Text passage:
******
When seeking a high-performance lifestyle, you might constantly look for ways to optimize your everyday practices and adopt tweaks that could make the smallest of improvements to your health. Of late, nutrient sequencing — eating particular nutrients in a specific order to keep blood sugar stable and increase satiety, among other effects — has entered the chat. But is it legitimate?
A 2023 review of 11 reports, published in the Journal of the American Nutrition Association, found that there may be acute benefits to eating vegetables or protein-rich foods before carbohydrate-rich ones. Specifically, consuming carbs last was linked with lower levels of blood glucose and insulin (a naturally occurring hormone that allows glucose to move from your blood into your cells, where it’s used for energy), according to the findings.
******
Excerpts from a dataset:
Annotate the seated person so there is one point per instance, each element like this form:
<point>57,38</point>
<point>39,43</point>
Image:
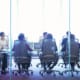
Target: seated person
<point>3,45</point>
<point>21,51</point>
<point>48,48</point>
<point>73,46</point>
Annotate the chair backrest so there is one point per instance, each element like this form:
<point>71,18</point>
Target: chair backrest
<point>20,49</point>
<point>48,47</point>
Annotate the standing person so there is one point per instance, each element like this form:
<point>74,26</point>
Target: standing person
<point>3,45</point>
<point>49,47</point>
<point>21,51</point>
<point>43,38</point>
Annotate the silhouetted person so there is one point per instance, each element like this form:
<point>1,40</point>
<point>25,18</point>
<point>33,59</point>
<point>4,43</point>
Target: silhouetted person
<point>49,47</point>
<point>21,50</point>
<point>3,45</point>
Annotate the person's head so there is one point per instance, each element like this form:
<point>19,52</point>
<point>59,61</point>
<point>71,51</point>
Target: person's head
<point>49,36</point>
<point>21,37</point>
<point>2,35</point>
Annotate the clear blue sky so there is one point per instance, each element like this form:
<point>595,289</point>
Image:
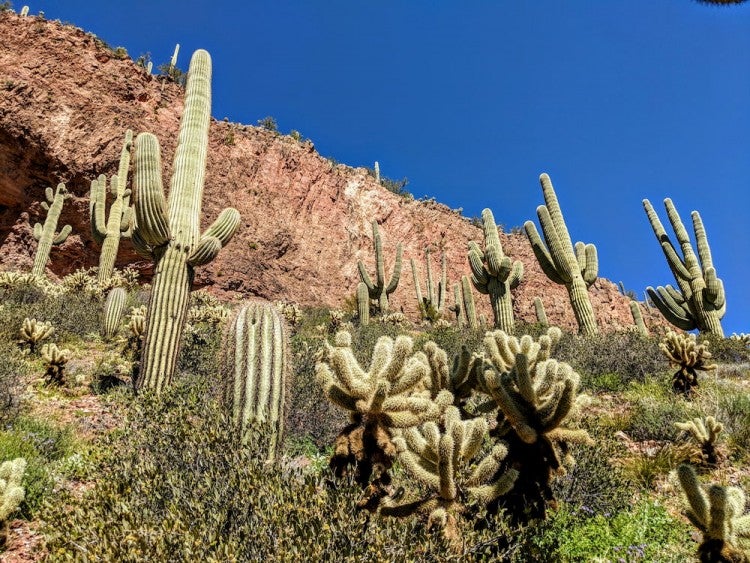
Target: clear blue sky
<point>472,100</point>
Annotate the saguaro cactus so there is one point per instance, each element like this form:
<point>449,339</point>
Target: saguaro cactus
<point>575,267</point>
<point>46,234</point>
<point>172,236</point>
<point>256,368</point>
<point>363,304</point>
<point>700,302</point>
<point>11,492</point>
<point>379,290</point>
<point>431,304</point>
<point>114,307</point>
<point>107,232</point>
<point>494,274</point>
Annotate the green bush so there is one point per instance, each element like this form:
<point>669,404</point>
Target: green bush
<point>41,444</point>
<point>177,486</point>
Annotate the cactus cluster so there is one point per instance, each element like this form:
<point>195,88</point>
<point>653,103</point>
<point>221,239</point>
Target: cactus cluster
<point>718,515</point>
<point>256,368</point>
<point>699,300</point>
<point>379,290</point>
<point>169,232</point>
<point>107,231</point>
<point>684,352</point>
<point>11,492</point>
<point>575,267</point>
<point>495,274</point>
<point>45,234</point>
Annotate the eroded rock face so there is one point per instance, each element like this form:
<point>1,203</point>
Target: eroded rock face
<point>65,103</point>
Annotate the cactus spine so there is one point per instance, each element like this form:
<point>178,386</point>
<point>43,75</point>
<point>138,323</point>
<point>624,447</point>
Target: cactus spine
<point>575,267</point>
<point>46,234</point>
<point>107,232</point>
<point>379,290</point>
<point>11,492</point>
<point>363,304</point>
<point>431,305</point>
<point>256,366</point>
<point>114,307</point>
<point>172,235</point>
<point>494,274</point>
<point>635,310</point>
<point>541,314</point>
<point>700,302</point>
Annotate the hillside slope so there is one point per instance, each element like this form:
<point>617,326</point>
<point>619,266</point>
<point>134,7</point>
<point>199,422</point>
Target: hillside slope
<point>65,102</point>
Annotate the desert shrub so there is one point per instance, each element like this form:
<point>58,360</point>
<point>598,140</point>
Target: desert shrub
<point>41,444</point>
<point>177,486</point>
<point>734,413</point>
<point>12,370</point>
<point>627,355</point>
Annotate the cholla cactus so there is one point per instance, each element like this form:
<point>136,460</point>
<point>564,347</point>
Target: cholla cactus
<point>380,290</point>
<point>377,400</point>
<point>11,492</point>
<point>706,433</point>
<point>494,274</point>
<point>432,303</point>
<point>46,234</point>
<point>32,332</point>
<point>574,266</point>
<point>534,395</point>
<point>717,513</point>
<point>440,457</point>
<point>683,351</point>
<point>55,359</point>
<point>699,300</point>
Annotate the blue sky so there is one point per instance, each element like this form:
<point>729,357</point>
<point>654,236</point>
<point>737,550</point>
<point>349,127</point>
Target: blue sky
<point>472,100</point>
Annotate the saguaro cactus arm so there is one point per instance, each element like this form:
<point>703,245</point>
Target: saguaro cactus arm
<point>700,302</point>
<point>574,266</point>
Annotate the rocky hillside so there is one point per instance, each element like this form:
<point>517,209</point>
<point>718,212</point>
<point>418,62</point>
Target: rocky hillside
<point>66,100</point>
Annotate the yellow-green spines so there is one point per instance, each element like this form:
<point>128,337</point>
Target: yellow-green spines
<point>575,267</point>
<point>494,274</point>
<point>363,304</point>
<point>718,515</point>
<point>170,231</point>
<point>107,232</point>
<point>256,369</point>
<point>11,492</point>
<point>380,290</point>
<point>432,303</point>
<point>699,300</point>
<point>46,234</point>
<point>114,307</point>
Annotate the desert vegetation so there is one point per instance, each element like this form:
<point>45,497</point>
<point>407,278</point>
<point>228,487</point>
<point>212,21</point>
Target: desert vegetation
<point>154,422</point>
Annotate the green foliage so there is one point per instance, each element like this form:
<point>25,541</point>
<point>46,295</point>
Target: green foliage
<point>41,444</point>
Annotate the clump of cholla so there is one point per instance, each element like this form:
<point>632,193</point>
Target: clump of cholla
<point>11,492</point>
<point>684,352</point>
<point>55,360</point>
<point>717,512</point>
<point>32,332</point>
<point>706,433</point>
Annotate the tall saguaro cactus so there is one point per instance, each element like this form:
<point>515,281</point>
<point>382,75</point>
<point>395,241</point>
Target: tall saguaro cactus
<point>431,304</point>
<point>494,274</point>
<point>256,366</point>
<point>380,290</point>
<point>575,267</point>
<point>46,234</point>
<point>700,301</point>
<point>171,235</point>
<point>108,231</point>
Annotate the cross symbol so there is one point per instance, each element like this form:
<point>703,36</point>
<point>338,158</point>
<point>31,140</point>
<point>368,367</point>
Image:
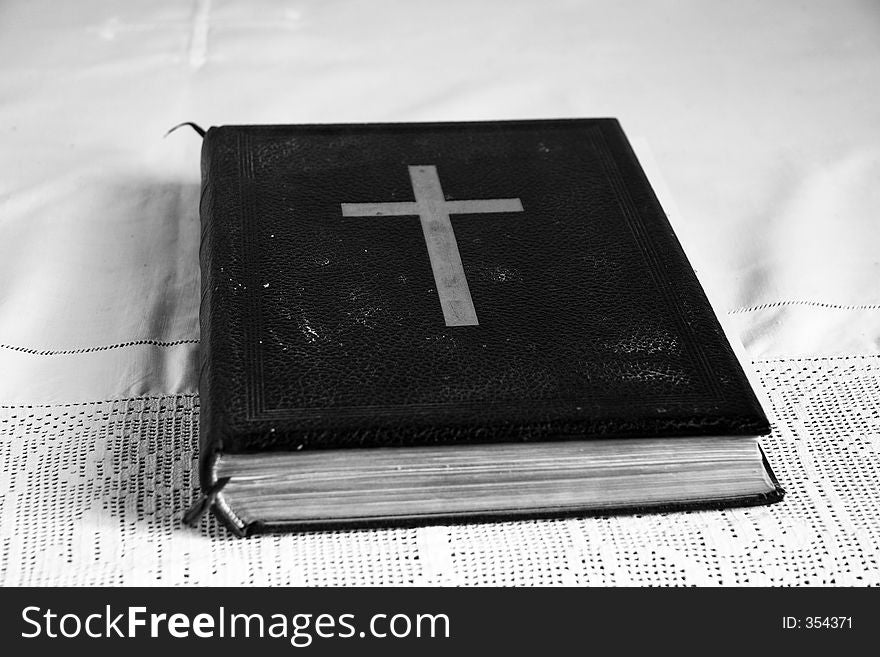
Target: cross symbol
<point>432,208</point>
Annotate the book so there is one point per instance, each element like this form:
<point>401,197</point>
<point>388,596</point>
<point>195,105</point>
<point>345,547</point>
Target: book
<point>440,322</point>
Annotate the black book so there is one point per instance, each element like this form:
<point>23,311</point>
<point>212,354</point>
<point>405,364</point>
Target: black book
<point>420,323</point>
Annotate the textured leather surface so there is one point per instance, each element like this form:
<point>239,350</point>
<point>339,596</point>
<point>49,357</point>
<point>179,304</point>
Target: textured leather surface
<point>321,331</point>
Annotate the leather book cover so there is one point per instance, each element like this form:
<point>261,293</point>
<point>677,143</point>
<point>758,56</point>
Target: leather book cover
<point>438,283</point>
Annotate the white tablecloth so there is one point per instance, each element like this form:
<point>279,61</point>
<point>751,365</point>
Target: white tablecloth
<point>759,124</point>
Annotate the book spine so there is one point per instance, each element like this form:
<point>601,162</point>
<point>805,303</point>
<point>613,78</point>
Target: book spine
<point>210,434</point>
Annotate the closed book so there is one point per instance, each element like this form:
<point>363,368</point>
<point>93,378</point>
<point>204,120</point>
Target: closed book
<point>423,323</point>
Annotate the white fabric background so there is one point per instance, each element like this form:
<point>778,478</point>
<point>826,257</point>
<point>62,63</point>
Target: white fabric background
<point>760,126</point>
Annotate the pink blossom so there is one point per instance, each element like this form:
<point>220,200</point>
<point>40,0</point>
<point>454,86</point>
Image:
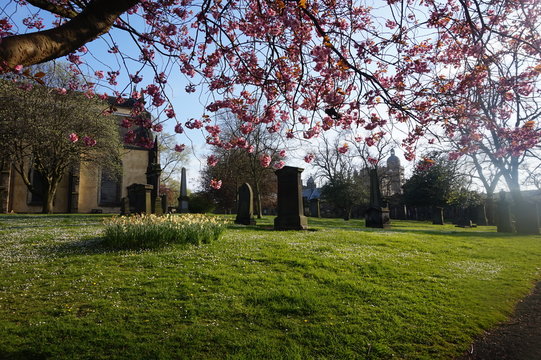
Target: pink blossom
<point>343,149</point>
<point>180,148</point>
<point>309,158</point>
<point>372,160</point>
<point>212,160</point>
<point>179,129</point>
<point>216,184</point>
<point>89,141</point>
<point>265,160</point>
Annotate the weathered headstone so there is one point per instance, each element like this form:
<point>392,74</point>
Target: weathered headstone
<point>481,215</point>
<point>165,204</point>
<point>437,215</point>
<point>377,215</point>
<point>503,222</point>
<point>73,184</point>
<point>290,208</point>
<point>153,177</point>
<point>315,208</point>
<point>527,218</point>
<point>183,198</point>
<point>464,219</point>
<point>4,189</point>
<point>125,206</point>
<point>140,198</point>
<point>245,210</point>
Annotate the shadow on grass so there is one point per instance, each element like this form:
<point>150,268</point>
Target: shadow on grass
<point>99,246</point>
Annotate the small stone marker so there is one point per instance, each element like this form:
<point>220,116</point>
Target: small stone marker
<point>315,208</point>
<point>504,223</point>
<point>481,218</point>
<point>140,198</point>
<point>527,218</point>
<point>290,208</point>
<point>377,216</point>
<point>245,211</point>
<point>437,215</point>
<point>183,198</point>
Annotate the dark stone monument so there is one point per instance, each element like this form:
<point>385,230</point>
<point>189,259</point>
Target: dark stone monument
<point>4,188</point>
<point>73,184</point>
<point>165,204</point>
<point>314,208</point>
<point>527,220</point>
<point>245,210</point>
<point>153,178</point>
<point>481,215</point>
<point>140,198</point>
<point>503,222</point>
<point>183,198</point>
<point>437,215</point>
<point>125,206</point>
<point>377,215</point>
<point>464,219</point>
<point>290,208</point>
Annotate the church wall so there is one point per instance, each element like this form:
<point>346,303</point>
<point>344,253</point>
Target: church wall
<point>20,196</point>
<point>88,188</point>
<point>134,167</point>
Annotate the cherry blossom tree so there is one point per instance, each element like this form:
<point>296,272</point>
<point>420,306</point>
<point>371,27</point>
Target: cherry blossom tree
<point>312,65</point>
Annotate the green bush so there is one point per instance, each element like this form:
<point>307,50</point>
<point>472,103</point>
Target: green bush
<point>151,231</point>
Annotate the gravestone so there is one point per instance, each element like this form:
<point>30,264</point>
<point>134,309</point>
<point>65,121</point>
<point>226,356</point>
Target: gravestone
<point>4,189</point>
<point>527,218</point>
<point>245,210</point>
<point>125,206</point>
<point>377,215</point>
<point>183,198</point>
<point>464,219</point>
<point>290,208</point>
<point>153,178</point>
<point>437,215</point>
<point>481,215</point>
<point>165,204</point>
<point>315,210</point>
<point>73,185</point>
<point>503,221</point>
<point>140,198</point>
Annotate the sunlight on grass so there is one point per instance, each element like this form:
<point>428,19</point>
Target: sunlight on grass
<point>341,291</point>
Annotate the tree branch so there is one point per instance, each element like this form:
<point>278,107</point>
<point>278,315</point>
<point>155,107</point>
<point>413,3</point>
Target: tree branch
<point>38,47</point>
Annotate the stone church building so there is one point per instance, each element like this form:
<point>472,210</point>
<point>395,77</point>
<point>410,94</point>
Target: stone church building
<point>87,188</point>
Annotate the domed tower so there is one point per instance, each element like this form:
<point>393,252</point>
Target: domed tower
<point>395,173</point>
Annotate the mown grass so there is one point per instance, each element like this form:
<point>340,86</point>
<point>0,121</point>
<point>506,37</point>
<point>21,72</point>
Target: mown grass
<point>416,291</point>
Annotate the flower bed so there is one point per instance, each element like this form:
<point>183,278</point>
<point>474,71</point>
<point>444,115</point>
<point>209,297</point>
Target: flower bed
<point>150,231</point>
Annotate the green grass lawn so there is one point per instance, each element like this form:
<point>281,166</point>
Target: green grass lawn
<point>416,291</point>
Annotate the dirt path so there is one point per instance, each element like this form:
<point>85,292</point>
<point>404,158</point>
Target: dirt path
<point>517,339</point>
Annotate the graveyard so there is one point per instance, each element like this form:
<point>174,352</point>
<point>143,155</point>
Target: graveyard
<point>336,290</point>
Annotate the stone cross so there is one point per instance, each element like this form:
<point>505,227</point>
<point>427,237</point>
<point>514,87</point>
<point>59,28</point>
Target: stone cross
<point>245,211</point>
<point>183,198</point>
<point>290,214</point>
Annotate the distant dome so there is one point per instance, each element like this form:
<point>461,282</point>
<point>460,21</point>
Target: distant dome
<point>393,160</point>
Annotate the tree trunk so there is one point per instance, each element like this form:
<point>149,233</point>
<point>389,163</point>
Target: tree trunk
<point>41,46</point>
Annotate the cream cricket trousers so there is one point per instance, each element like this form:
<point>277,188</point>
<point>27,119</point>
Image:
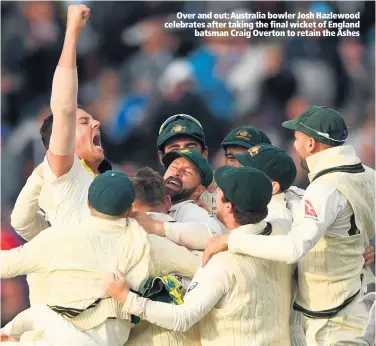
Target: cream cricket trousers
<point>54,330</point>
<point>354,325</point>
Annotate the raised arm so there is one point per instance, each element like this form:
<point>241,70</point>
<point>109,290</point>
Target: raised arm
<point>25,218</point>
<point>64,95</point>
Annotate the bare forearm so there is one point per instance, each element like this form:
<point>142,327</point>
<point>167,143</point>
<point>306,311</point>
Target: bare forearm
<point>68,57</point>
<point>64,106</point>
<point>25,218</point>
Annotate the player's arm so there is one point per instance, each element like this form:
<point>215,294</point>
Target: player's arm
<point>64,95</point>
<point>317,212</point>
<point>20,324</point>
<point>34,256</point>
<point>25,218</point>
<point>193,227</point>
<point>208,286</point>
<point>168,257</point>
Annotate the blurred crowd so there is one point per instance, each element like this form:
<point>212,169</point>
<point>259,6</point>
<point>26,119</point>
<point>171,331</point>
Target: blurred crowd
<point>134,73</point>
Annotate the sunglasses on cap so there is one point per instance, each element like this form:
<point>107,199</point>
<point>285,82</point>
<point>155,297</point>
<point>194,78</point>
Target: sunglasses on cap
<point>179,116</point>
<point>326,135</point>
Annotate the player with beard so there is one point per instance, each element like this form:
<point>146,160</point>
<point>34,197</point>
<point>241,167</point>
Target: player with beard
******
Exercises to complete:
• A. Decide whether each statement below agrees with the passage on nutrient sequencing, answering yes or no and quoting the words from the passage that settle it: (i) The 2023 review covered 11 reports. (ii) The review appeared in the Journal of the American Medical Association. (iii) Eating carbohydrates last was linked with higher insulin levels.
• B. Continue the passage on nutrient sequencing from the end of its last sentence.

Answer set:
• A.
(i) Yes: "A 2023 review of 11 reports"
(ii) No: "published in the Journal of the American Nutrition Association"
(iii) No: "consuming carbs last was linked with lower levels of blood glucose and insulin"

• B.
Reminder: Carbohydrates are a macronutrient your body digests rapidly for quick energy. Without any “buffer” from other, more slowly digesting nutrients, it could “easily spike blood sugar” if you’re already hungry, says Michelle Routhenstein, M.S., R.D., C.D.C.E.S., C.D.N., a certified diabetes educator and preventive cardiology registered dietitian. “When you're metabolizing protein, or when you're metabolizing non-starchy, high-fiber foods, your body has to work harder to digest them, so it actually makes you fuller and has a satiety effect earlier, so to speak, in your meal,” says Routhenstein. “You're also stimulating [the hormone] GLP [glucagon-like peptide]-1 that's going to suppress appetite. So all of these foods, in combination, slow down digestion, which is going to make you feel fuller and more satiated.”